Your assignment:
Return only those lines of the listing in which "disc" appears.

Input data:

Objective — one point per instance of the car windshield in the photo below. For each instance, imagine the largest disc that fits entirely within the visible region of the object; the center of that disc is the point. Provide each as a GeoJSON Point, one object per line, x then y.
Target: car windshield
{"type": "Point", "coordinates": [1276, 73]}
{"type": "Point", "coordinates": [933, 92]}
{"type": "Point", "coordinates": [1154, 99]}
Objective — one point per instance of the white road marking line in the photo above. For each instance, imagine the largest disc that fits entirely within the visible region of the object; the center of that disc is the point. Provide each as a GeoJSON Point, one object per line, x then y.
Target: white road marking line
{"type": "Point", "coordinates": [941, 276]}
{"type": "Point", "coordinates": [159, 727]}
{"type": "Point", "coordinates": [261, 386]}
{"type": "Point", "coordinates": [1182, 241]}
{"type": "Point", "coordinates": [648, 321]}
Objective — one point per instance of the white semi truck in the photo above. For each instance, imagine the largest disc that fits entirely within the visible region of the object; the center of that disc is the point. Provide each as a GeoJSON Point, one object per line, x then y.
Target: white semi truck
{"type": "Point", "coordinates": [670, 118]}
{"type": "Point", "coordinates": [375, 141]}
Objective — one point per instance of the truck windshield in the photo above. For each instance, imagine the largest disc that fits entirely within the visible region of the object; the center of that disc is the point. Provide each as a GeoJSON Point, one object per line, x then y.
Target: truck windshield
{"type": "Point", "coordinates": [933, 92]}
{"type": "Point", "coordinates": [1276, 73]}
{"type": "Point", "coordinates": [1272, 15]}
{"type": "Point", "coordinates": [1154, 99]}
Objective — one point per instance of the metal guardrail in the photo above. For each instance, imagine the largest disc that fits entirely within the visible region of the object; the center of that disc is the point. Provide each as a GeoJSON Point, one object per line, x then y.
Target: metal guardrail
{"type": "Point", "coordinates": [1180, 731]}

Response to this task:
Objective — one point per instance of the car windshield in the photo below. For each instance, imagine the largest disc that fits entirely within the visible region of the object; the center of that disc is the point. Provide each as a GeoJSON Point, one object per line, x then y.
Objective — one point per instance of the white road marking line in the photo above. For each instance, imagine the largest disc that fits entirely within the visible region of the object; the center of that disc is the point. Provide each as a GeoJSON Point, one object per line, x then y.
Objective — one point per instance of the white semi truck in the photo above. For each instance, imagine the largest disc that fits entirely within the visible region of the object; the center of that disc is the point. Provide each as a GeoJSON Point, one object per line, x then y.
Objective — one point per instance of the truck windshield in the photo above. For each instance, imagine the largest disc that fits entirely within the visible region of the object; the center of that disc is the point. Provide each as a GeoJSON Point, one object per line, x then y.
Objective — one point per instance of the metal guardrail in the photo above. For each instance, imagine the largest disc that fits entirely within the visible region of the object; the center of that disc is the point. Provide each as a GeoJSON Point, one object per line, x then y.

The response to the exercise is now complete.